_Document extract_
====

The second type spends 35 minutes on the foam roller, does a full yoga sequence, 10 minutes of band work, then five minutes of "activating the glutes" with a mini band before finally touching a barbell. By the time he starts lifting, he is basically doing a cool-down. Half his energy is gone and he has been in the gym for 45 minutes without completing a single working set.
Both approaches are wrong. The first is asking for injury. The second is wasting time and energy on stuff that does not measurably improve performance or reduce injury risk.
A good warm-up should take 10-15 minutes and leave you feeling ready to train hard. Not tired, not bored, not still cold. Ready.
What a warm-up actually needs to accomplish
There are four things a warm-up needs to do, and anything that does not serve one of these purposes is wasted time:
Raise your core body temperature. Warmer muscles produce more force, contract faster, and are more resistant to injury. Bishop (2003) documented that a 1-degree Celsius increase in muscle temperature improves force production by about 4%. That is significant when you are trying to move heavy weight.
Increase blood flow to working muscles. More blood means more oxygen delivery, more nutrient availability, and faster removal of metabolic waste. This improves work capacity during your session.
Prepare the joints and connective tissue. Synovial fluid in your joints becomes less viscous (thinner) when it is warm, which reduces friction and improves joint function. This is why your knees feel creaky for the first few reps but smooth out after a warm-up.
Prime the neuromuscular system. Your nervous system needs to "wake up" before you can produce maximal force. Post-activation potentiation (PAP) is the principle that a moderate-intensity contraction primes the nervous system for a subsequent maximal effort. This is why you feel stronger on your third warm-up set than your first. Your nervous system is progressively recruiting more motor units.

====

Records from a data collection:

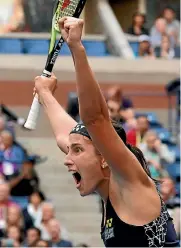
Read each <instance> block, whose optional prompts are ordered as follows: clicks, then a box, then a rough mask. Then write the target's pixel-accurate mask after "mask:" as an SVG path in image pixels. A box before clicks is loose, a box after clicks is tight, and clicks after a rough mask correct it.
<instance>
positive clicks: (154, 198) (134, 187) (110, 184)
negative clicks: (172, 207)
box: [109, 176, 161, 226]
mask: <svg viewBox="0 0 181 248" xmlns="http://www.w3.org/2000/svg"><path fill="white" fill-rule="evenodd" d="M122 183H123V184H122V187H121V188H120V182H119V183H118V182H117V181H116V180H115V179H114V176H112V178H111V181H110V188H109V199H110V202H111V204H112V207H113V208H114V210H115V212H116V214H117V215H118V217H119V218H120V219H121V220H122V221H123V222H125V223H128V224H131V225H136V226H137V225H138V226H140V225H145V224H148V223H150V222H151V221H153V220H155V219H156V218H157V217H158V216H159V215H160V212H161V200H160V196H159V194H158V192H157V189H156V187H155V184H154V182H153V181H152V180H151V179H150V185H149V186H148V185H147V186H145V185H143V184H139V183H138V184H129V183H126V184H124V182H123V181H122Z"/></svg>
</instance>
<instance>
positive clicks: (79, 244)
mask: <svg viewBox="0 0 181 248" xmlns="http://www.w3.org/2000/svg"><path fill="white" fill-rule="evenodd" d="M76 247H89V246H88V245H87V244H85V243H80V244H78V245H76Z"/></svg>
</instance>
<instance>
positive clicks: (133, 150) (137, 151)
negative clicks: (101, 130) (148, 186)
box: [111, 120, 152, 178]
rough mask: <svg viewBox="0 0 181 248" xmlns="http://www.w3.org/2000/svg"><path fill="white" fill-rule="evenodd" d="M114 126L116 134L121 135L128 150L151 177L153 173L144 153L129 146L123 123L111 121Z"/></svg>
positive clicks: (112, 120) (123, 140) (133, 146)
mask: <svg viewBox="0 0 181 248" xmlns="http://www.w3.org/2000/svg"><path fill="white" fill-rule="evenodd" d="M111 122H112V125H113V127H114V129H115V131H116V133H117V134H118V135H119V137H120V138H121V140H122V141H123V143H124V144H125V145H126V146H127V148H128V149H129V150H130V151H131V152H132V153H133V154H134V155H135V157H136V158H137V159H138V161H139V162H140V164H141V166H142V167H143V169H144V170H145V172H146V174H147V175H148V176H149V177H150V178H152V177H151V173H150V170H149V167H148V164H147V162H146V160H145V158H144V155H143V153H142V151H141V150H140V149H139V148H137V147H136V146H132V145H130V144H127V139H126V132H125V130H124V128H123V127H122V125H121V123H119V122H116V121H113V120H112V121H111Z"/></svg>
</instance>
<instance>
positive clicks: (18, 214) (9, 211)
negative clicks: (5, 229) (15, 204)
mask: <svg viewBox="0 0 181 248" xmlns="http://www.w3.org/2000/svg"><path fill="white" fill-rule="evenodd" d="M7 221H8V224H10V225H15V224H18V223H19V221H20V209H19V208H18V207H16V206H11V207H9V208H8V215H7Z"/></svg>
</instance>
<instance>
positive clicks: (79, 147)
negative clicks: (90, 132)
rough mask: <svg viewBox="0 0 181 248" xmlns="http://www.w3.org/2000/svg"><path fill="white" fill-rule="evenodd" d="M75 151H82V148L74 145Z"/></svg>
mask: <svg viewBox="0 0 181 248" xmlns="http://www.w3.org/2000/svg"><path fill="white" fill-rule="evenodd" d="M74 151H75V153H79V152H82V149H81V148H80V147H75V148H74Z"/></svg>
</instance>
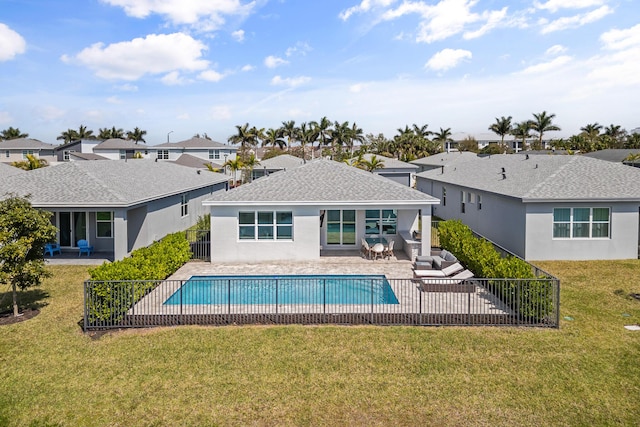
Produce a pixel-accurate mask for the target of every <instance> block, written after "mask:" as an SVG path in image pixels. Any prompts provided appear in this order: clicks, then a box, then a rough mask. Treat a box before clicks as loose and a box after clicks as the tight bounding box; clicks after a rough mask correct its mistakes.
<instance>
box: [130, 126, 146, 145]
mask: <svg viewBox="0 0 640 427" xmlns="http://www.w3.org/2000/svg"><path fill="white" fill-rule="evenodd" d="M146 134H147V131H146V130H142V129H140V128H138V127H136V128H134V129H133V130H132V131H131V130H130V131H128V132H127V139H129V140H131V141H135V143H136V144H137V143H138V142H140V141H142V142H147V141H145V140H144V136H145V135H146Z"/></svg>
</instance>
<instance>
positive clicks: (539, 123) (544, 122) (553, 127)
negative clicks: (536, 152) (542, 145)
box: [531, 111, 562, 150]
mask: <svg viewBox="0 0 640 427" xmlns="http://www.w3.org/2000/svg"><path fill="white" fill-rule="evenodd" d="M555 116H556V115H555V114H549V115H547V112H546V111H543V112H542V113H540V114H535V113H534V114H533V117H534V118H535V120H533V121H532V122H531V130H533V131H534V132H536V133H537V134H538V142H537V143H536V146H535V147H534V149H536V150H542V148H543V147H542V135H544V133H545V132H550V131H554V130H562V129H560V128H559V127H558V126H556V125H554V124H553V123H552V122H553V119H554V117H555Z"/></svg>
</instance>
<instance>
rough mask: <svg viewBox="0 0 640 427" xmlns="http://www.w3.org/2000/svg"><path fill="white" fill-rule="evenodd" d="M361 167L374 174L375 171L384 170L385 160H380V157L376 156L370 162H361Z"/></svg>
mask: <svg viewBox="0 0 640 427" xmlns="http://www.w3.org/2000/svg"><path fill="white" fill-rule="evenodd" d="M359 167H361V168H363V169H364V170H366V171H369V172H372V173H373V171H374V170H376V169H382V168H383V167H384V160H382V159H380V158H378V156H376V155H375V154H374V155H373V156H371V158H370V159H369V160H363V161H361V162H359Z"/></svg>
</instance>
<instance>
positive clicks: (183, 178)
mask: <svg viewBox="0 0 640 427" xmlns="http://www.w3.org/2000/svg"><path fill="white" fill-rule="evenodd" d="M2 173H3V172H2V171H1V170H0V176H2V179H1V180H0V195H3V197H4V195H5V194H7V193H14V194H17V195H22V196H25V195H31V197H30V201H31V204H32V205H33V206H34V207H37V208H41V209H45V210H48V211H51V212H52V213H53V217H52V222H53V224H54V225H55V226H56V227H58V229H59V231H58V236H57V241H58V242H59V243H60V245H61V246H62V247H63V249H65V248H66V249H69V250H70V249H74V248H77V242H78V240H80V239H86V240H88V241H89V243H90V244H91V245H92V246H94V248H95V250H96V251H98V252H105V253H112V254H113V257H114V259H116V260H117V259H122V258H124V257H125V256H127V255H128V254H129V253H130V252H131V251H132V250H134V249H137V248H140V247H144V246H148V245H149V244H151V243H152V242H154V241H156V240H158V239H160V238H162V237H164V236H165V235H167V234H169V233H173V232H176V231H180V230H185V229H187V228H188V227H190V226H192V225H194V224H195V223H196V222H197V220H198V217H199V216H202V215H204V214H206V213H207V211H208V209H206V208H204V207H203V206H202V201H203V200H204V199H206V198H208V197H210V196H211V195H212V194H214V193H215V192H217V191H219V190H223V191H224V190H225V189H226V182H227V177H225V176H224V175H222V174H217V173H212V172H202V171H196V170H194V169H192V168H187V167H184V166H178V165H175V164H172V163H164V162H158V163H156V162H149V161H128V162H127V161H114V160H102V161H92V162H68V163H62V164H59V165H57V166H55V167H48V168H41V169H37V170H33V171H29V172H24V173H19V174H15V175H12V176H4V175H2Z"/></svg>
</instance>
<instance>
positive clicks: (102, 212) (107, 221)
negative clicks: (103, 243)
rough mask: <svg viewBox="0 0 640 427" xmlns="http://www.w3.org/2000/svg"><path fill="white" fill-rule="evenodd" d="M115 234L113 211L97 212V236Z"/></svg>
mask: <svg viewBox="0 0 640 427" xmlns="http://www.w3.org/2000/svg"><path fill="white" fill-rule="evenodd" d="M112 236H113V212H96V237H112Z"/></svg>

====

_Exercise A_
Condense the paragraph of the warm-up text that begins "Raise your core body temperature." into a short bulleted list that keeps its main facts.
_Exercise B_
In the rows, switch "clicks" to "points" in the lines running from the start of the rows through the line holding "box: [109, 176, 161, 226]", inclusive. Return only those lines, with the pictures left out.

_Written solution A_
- Raise core body temperature.
- Warmer muscles produce more force, contract faster, and resist injury better.
- Bishop (2003): a 1-degree Celsius rise in muscle temperature improves force production by about 4%.
- This matters when moving heavy weight.

_Written solution B_
Read each <instance> block, whose optional prompts are ordered as follows: points, then a box, then a rough mask. Then write the target's pixel-accurate mask after "mask:" as an SVG path in image pixels. A box before points is loose, a box after points is tight, and points after a rough mask correct it.
<instance>
positive points: (154, 198) (134, 187) (110, 184)
negative points: (172, 207)
box: [109, 176, 161, 226]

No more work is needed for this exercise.